• Der Text:
= = = = =

Introvertiert liebt Extrovertiert
Wie kann ein guter Weg aussehen, mit Unterschieden in der Paarbeziehung klar zu kommen? Ein Interview
Unterschiede sind normal, sagt Maria Brohl, die als Ehe-, Familien- und Lebensberaterin in Köln Ehepaare und Paare in schwierigen Situationen berät. Entscheidend sei, sich der Andersartigkeit bewusst zu werden. Dann falle es leichter, Kompromisse zu finden. Warum es einem Paar helfen kann, hierfür professionelle Unterstützung in Anspruch zu nehmen, erzählt sie im Interview.
Frau Brohl, welche Rolle spielen Unterschiede in den Persönlichkeiten von Frau und Mann in Ihren Beratungsgesprächen?
Maria Brohl: Eine große Rolle. Wenn sich Paare kennenlernen, sind es gerade die Unterschiede, die anziehend wirken. Sie werden als belebend, als interessant empfunden. Wenn man länger zusammen lebt, merkt man, dass es umso schwieriger ist, Kompromisse zu finden, je größer die Unterschiede sind.

= = = = =

• Aufgaben:
1. Gib den Abschnitt des Interviews über Unterschiede in der Paarbeziehung von „Introvertiert liebt Extrovertiert“ bis „sie im Interview.“ wieder und setze dabei „Einigungen“ anstelle von „Kompromisse“ ein.
2. Welchen Beruf übt Maria Brohl laut dem Interview über Unterschiede in der Paarbeziehung aus, und in welcher Stadt?
3. Führe das Interview über Unterschiede in der Paarbeziehung im Anschluss an seinen letzten Satz weiter.
Die Einträge haben keinen Bezug zum Interview.

= = = = =

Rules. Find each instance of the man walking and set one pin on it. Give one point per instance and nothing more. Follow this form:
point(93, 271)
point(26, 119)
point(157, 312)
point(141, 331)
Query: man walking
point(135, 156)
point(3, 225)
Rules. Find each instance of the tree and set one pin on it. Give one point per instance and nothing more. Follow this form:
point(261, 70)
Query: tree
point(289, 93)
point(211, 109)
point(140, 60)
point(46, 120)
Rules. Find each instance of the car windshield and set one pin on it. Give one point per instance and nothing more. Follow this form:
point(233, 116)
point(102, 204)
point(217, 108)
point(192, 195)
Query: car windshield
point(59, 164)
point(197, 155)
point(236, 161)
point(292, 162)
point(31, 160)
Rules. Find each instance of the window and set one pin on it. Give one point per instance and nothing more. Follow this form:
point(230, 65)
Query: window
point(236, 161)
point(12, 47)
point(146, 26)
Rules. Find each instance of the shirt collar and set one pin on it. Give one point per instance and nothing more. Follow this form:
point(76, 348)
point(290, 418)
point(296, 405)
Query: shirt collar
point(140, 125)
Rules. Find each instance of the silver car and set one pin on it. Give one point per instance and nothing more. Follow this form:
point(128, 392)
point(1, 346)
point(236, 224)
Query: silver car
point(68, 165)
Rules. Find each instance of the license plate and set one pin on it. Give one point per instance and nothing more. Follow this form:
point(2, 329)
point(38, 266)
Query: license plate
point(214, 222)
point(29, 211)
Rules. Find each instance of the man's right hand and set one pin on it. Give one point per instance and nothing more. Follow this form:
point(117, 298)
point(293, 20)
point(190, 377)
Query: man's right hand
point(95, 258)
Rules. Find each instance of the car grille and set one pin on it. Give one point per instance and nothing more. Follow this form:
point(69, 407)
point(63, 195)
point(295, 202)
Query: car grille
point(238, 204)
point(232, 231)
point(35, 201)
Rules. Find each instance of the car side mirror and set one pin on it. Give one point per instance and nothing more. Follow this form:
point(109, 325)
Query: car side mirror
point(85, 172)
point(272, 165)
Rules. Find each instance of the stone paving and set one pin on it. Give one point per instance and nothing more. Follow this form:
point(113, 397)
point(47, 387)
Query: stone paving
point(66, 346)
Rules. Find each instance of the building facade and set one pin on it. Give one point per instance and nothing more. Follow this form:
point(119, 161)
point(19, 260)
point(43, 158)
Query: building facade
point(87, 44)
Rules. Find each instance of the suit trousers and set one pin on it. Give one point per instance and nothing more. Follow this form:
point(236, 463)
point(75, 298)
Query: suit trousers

= = = = =

• Gelöste Aufgaben:
1.
Introvertiert liebt Extrovertiert
Wie kann ein guter Weg aussehen, mit Unterschieden in der Paarbeziehung klar zu kommen? Ein Interview
Unterschiede sind normal, sagt Maria Brohl, die als Ehe-, Familien- und Lebensberaterin in Köln Ehepaare und Paare in schwierigen Situationen berät. Entscheidend sei, sich der Andersartigkeit bewusst zu werden. Dann falle es leichter, Einigungen zu finden. Warum es einem Paar helfen kann, hierfür professionelle Unterstützung in Anspruch zu nehmen, erzählt sie im Interview.

2. Sie ist Ehe-, Familien- und Lebensberaterin in Köln.

3.
Heißt das, dass es auch gänzlich unmöglich sein kann, wegen zu großer Unterschiede zusammenzuleben?
Maria Brohl: Das würde ich nicht sagen. Wenn die Unterschiede sehr groß sind, bedeutet das für das Paar einfach mehr Arbeit. Dennoch ist eine Verständigung darüber möglich.
Wie gehen Sie in den Beratungsgesprächen vor?
Maria Brohl: Wenn Ehepaare mit konkreten Konfliktsituationen zu uns kommen, ist es hilfreich zu klären und bewusst zu machen, welcher Grundunterschied unter diesem Konflikt liegt. Ein Leitsatz bei KEK, dem Gesprächstraining für Paare, lautet: Unterschiede sind normal – wichtig ist es, darüber zu reden. Wenn es gelingt, den konkreten Konflikt quasi erst mal zur Seite zu legen und Verständnis zu entwickeln für das unterschiedliche Empfinden des jeweils anderen, sind die Partner recht schnell kompromissbereit und finden eine Lösung.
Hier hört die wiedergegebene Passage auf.